Reading passage:
Segment Open

As for ‘preaching, exhorting and manipulating’, there may have been individuals so inclined, as in any academic body, but as far as I could tell, it certainly did not characterise the Committee as such. Other faculty of distinction joined it, like Harry Johnson in economics, Max Rheinstein in law, and Leonard Binder in political science. It drew together a very diverse body of graduate students. And when it had nothing more to say it was terminated. To ‘reinterpret’ the Committee as simply a Cold Warrior shop both underestimates the integrity and the scholarly commitment of those engaged in its work and casts doubt on the integrity of the re-interpreter. Certainly some of its work looks pretty quaint today, but so does a good deal of the so-called Marxism that succeeded it; not a few of whose more arrogant and pious practitioners were pretty adept at preaching, exhorting and manipulation – as this review illustrates.
David Apter
Yale University
Vol. 17 No. 23 · 30 November 1995
From Benedict Anderson
David Apter (Letters, 16 November) is quite right in insisting that the Committee for the Comparative Study of New Nations was founded in the late Eisenhower rather than the Kennedy era. He may well be right in claiming to have thought the Committee up, although its first chairman and major spokesman was the late Edward Shils. In all other respects, I think Apter has worked himself up into a needless tizz by not reading carefully what I wrote. It is nice to learn from him that the Committee’s start-up capital was $250,000 – something over a million pounds sterling today, and definitely not chicken feed – but I used the word ‘grandiose’ to describe not the Committee’s bank balance but its amusing programme. I did not say that the Committee as a whole was a ‘Cold Warrior’ shop (I certainly do not think of Clifford Geertz as a scholar of this type), I simply described Shils’s foundational essay as ‘Cold War-imperial’. Since his old friend Apter describes Shils as ‘politically reactionary’, as well as ‘cranky, fussy, perverse’, I think that in a calmer mood he might agree with me. It might refresh his memory to look at such typical Committee-era Shilsean texts as his hilarious ‘Asian Intellectuals’, which is full of such ‘quaint’ Cold War dicta as: ‘Fellow-travelling is certainly common among Asian intellectuals – it is in a sense the “natural” political outlook of the Asian intellectual.’ At no point did I say, or even imply, that Apter was a spy for his country or on his colleagues.

Segment Closed

Exercise instructions:
- A) Decide whether each statement agrees with the letters on the Committee for the Comparative Study of New Nations, answering yes or no and quoting the words that decide it: (i) Edward Shils was the Committee's first chairman. (ii) The word "grandiose" was used to describe the Committee's bank balance. (iii) Harry Johnson joined the Committee from the field of law.
- B) Resume the letters on the Committee for the Comparative Study of New Nations, starting right after their last sentence.

(Phrase grounding data)

Segment Open

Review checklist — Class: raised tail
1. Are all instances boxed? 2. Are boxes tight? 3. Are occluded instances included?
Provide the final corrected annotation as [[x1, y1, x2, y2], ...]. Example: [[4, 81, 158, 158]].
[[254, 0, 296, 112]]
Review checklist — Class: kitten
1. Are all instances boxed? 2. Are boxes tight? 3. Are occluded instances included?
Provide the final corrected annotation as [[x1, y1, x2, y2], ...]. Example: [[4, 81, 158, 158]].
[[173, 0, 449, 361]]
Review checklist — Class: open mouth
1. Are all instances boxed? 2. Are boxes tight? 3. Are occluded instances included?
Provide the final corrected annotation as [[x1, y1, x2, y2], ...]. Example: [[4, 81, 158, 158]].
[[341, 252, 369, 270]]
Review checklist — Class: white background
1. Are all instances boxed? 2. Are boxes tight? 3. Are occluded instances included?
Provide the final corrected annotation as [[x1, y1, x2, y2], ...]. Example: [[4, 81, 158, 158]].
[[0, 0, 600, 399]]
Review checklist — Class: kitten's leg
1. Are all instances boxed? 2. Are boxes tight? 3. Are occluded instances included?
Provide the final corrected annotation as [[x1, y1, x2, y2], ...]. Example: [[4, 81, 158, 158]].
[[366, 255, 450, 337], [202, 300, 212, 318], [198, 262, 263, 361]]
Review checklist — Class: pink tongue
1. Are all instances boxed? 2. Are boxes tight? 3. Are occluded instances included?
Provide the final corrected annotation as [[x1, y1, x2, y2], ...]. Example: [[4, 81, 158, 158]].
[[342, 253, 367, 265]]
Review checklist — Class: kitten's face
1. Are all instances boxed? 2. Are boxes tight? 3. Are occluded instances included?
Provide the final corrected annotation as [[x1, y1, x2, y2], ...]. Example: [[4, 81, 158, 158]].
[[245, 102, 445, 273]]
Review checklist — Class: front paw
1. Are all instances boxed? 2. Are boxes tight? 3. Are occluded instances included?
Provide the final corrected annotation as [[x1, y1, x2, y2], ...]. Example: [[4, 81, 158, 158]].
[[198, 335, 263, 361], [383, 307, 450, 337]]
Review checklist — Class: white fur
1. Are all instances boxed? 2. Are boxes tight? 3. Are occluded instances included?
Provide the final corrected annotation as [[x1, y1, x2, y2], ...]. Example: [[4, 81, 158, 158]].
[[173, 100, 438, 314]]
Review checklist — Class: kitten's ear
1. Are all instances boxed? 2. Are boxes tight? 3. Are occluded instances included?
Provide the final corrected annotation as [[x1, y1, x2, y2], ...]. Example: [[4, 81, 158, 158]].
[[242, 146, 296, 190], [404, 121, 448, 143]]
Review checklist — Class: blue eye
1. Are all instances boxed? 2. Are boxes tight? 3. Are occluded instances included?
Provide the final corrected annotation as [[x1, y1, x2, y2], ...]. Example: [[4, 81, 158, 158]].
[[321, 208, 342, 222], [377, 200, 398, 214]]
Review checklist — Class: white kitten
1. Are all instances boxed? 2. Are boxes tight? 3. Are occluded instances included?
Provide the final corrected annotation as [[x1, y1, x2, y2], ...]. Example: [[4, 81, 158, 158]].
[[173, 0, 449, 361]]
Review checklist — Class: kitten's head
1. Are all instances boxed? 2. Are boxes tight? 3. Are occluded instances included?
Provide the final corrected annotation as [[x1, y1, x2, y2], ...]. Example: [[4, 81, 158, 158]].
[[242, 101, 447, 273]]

Segment Closed

Task-by-task answers:
- A)
(i) Yes: "its first chairman and major spokesman was the late Edward Shils"
(ii) No: "I used the word ‘grandiose’ to describe not the Committee’s bank balance but its amusing programme"
(iii) No: "like Harry Johnson in economics, Max Rheinstein in law"

- B)
Apter finds my shorthand description of Shils as Parsons-derived ‘laughable’. In fact, the old reactionary is described as a ‘wayward Parsonian’ in a standard account of his career by an admiring fellow sociologist. In any case, the intent of my shorthand was to indicate that Shils became nationally prominent in the United States only after Talcott Parsons brought him to Harvard in 1949 to assist in the production of the huge tome Towards a General Theory of Action (1951). Parsons was a man of commanding intellect and broad culture, who profoundly influenced American sociological thinking between the late Thirties and the end of the Fifties; by comparison Shils was a very minor figure.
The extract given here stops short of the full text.